# Exercise material
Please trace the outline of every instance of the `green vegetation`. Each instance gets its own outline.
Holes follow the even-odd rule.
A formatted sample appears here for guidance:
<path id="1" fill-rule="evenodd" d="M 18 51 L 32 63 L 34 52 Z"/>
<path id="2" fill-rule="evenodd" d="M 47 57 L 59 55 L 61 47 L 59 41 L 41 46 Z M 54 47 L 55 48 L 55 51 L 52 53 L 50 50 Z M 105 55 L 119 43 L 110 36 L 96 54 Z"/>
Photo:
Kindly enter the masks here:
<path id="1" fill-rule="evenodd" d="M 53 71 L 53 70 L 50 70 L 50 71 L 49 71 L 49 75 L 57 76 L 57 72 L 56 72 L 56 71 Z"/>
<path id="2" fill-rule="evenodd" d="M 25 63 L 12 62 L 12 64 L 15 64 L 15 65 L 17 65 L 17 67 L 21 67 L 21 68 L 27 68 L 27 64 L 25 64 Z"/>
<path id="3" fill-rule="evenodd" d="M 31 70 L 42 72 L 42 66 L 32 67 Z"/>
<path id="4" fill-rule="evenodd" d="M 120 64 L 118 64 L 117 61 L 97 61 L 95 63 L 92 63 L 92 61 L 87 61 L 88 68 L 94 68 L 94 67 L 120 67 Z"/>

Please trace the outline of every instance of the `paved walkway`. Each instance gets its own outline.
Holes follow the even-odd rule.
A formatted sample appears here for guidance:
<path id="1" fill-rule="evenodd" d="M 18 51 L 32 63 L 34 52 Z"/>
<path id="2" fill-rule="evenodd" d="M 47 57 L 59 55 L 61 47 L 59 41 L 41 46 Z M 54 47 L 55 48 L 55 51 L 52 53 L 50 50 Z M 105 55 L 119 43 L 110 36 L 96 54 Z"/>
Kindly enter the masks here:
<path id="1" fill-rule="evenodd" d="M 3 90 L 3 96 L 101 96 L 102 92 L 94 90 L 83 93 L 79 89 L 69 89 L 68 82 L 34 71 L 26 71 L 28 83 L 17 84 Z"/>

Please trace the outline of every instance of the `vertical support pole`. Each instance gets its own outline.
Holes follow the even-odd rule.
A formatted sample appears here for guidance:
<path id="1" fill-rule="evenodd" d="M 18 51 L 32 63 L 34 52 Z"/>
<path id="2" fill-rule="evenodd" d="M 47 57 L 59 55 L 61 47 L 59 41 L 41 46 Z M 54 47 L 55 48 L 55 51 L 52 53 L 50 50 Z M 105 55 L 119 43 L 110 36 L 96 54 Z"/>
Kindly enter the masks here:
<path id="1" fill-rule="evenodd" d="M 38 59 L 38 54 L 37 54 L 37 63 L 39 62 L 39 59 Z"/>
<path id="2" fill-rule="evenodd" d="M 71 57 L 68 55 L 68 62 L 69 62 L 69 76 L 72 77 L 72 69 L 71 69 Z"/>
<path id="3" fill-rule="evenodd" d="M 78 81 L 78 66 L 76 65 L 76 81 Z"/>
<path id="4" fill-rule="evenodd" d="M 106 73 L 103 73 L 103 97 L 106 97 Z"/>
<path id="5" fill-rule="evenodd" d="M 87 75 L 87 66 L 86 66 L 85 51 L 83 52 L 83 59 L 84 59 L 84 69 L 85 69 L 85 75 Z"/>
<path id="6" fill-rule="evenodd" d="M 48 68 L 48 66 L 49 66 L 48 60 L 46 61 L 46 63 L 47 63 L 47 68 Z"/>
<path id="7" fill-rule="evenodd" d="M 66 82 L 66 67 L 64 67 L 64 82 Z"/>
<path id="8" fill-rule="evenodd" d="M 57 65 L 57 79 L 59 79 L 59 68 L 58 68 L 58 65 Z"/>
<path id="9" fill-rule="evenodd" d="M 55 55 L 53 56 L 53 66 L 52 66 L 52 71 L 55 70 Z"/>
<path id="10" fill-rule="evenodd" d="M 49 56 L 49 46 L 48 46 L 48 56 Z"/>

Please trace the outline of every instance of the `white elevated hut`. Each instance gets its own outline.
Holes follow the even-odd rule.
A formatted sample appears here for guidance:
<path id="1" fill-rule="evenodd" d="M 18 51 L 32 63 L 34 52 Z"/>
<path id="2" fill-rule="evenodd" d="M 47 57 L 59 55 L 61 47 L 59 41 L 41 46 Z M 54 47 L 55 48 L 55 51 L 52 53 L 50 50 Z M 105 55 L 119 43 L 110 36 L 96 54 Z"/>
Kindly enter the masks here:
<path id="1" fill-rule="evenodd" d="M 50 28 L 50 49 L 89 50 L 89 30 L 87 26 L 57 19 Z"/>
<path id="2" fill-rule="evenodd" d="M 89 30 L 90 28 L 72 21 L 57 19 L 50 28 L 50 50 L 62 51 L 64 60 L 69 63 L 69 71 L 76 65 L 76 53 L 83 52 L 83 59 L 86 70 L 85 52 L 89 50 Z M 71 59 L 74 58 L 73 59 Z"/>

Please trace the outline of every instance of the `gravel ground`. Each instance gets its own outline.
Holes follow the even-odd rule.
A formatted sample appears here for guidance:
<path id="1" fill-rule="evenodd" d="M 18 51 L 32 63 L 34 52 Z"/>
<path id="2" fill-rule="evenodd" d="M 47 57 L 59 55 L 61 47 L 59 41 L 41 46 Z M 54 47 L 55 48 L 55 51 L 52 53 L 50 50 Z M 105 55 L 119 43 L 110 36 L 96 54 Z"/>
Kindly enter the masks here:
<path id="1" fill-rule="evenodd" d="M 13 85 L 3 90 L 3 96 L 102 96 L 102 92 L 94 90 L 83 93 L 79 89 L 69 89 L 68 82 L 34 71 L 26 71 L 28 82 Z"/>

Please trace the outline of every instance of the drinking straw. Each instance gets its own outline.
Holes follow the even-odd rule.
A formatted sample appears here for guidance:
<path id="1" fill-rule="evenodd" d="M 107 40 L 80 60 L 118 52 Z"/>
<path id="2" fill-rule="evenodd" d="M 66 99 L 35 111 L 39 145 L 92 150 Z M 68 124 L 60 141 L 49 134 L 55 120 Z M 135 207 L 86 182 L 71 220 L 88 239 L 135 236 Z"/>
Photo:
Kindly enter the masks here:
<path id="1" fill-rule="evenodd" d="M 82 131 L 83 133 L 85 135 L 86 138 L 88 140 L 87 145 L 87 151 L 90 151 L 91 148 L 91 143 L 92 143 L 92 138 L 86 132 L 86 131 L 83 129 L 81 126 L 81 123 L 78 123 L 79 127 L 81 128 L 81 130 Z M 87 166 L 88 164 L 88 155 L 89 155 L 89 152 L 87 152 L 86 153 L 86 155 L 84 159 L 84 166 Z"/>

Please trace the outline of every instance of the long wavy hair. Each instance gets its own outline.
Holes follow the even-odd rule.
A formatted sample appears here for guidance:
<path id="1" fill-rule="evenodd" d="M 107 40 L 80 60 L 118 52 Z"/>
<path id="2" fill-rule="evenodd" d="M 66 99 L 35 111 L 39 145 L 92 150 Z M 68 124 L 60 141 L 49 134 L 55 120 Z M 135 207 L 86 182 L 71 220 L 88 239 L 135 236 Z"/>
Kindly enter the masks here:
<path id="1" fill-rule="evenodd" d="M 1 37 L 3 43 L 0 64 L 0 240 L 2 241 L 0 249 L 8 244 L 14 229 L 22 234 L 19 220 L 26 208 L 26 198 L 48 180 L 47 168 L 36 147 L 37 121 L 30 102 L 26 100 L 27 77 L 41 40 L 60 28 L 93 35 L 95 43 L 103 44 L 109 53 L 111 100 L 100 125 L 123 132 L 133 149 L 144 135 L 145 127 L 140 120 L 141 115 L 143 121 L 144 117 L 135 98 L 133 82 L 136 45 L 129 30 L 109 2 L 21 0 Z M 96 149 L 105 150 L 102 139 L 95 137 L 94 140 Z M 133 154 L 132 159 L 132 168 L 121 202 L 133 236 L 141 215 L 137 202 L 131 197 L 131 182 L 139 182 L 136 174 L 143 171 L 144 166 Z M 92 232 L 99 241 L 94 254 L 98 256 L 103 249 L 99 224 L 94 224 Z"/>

# Objective
Output the lines from the first one through the line containing "96 L 101 96" as a Markdown table with the columns Row and Line. Put a row number and the line in each row, and leave out blank lines.

# Problem solution
| Row | Line |
|---|---|
| 1 | Please trace the outline of every instance of the `green vegetation`. Each instance gets its own outline. |
| 2 | Holes follow the even-odd rule. |
| 3 | A formatted sample appears here for guidance: |
| 4 | <path id="1" fill-rule="evenodd" d="M 18 51 L 32 63 L 34 52 Z"/> |
| 5 | <path id="2" fill-rule="evenodd" d="M 47 57 L 59 55 L 61 47 L 59 41 L 41 46 Z M 54 47 L 55 48 L 55 51 L 52 53 L 50 50 Z M 105 55 L 119 43 L 110 36 L 96 54 Z"/> |
| 6 | Photo: |
| 7 | Kindly enter the masks here: |
| 8 | <path id="1" fill-rule="evenodd" d="M 53 71 L 53 70 L 50 70 L 50 71 L 49 71 L 49 75 L 57 76 L 57 72 L 56 72 L 56 71 Z"/> |
| 9 | <path id="2" fill-rule="evenodd" d="M 25 63 L 12 62 L 12 64 L 15 64 L 15 65 L 17 65 L 17 67 L 21 67 L 21 68 L 27 68 L 27 64 L 25 64 Z"/> |
| 10 | <path id="3" fill-rule="evenodd" d="M 31 70 L 42 72 L 42 66 L 32 67 Z"/> |
| 11 | <path id="4" fill-rule="evenodd" d="M 120 64 L 118 64 L 117 61 L 97 61 L 95 63 L 92 63 L 92 61 L 87 61 L 88 68 L 94 68 L 94 67 L 120 67 Z"/> |
| 12 | Please trace the outline of every instance of the `paved walkway`. Each instance gets its own outline. |
| 13 | Holes follow the even-odd rule. |
| 14 | A formatted sample appears here for guidance: |
| 15 | <path id="1" fill-rule="evenodd" d="M 18 51 L 32 63 L 34 52 Z"/> |
| 16 | <path id="2" fill-rule="evenodd" d="M 47 57 L 59 55 L 61 47 L 59 41 L 41 46 Z M 54 47 L 55 48 L 55 51 L 52 53 L 50 50 Z M 105 55 L 119 43 L 110 36 L 96 54 Z"/> |
| 17 | Kindly enter the masks here: |
| 18 | <path id="1" fill-rule="evenodd" d="M 3 90 L 3 96 L 101 96 L 102 92 L 94 90 L 83 93 L 79 89 L 69 89 L 68 82 L 34 71 L 26 71 L 28 83 L 17 84 Z"/> |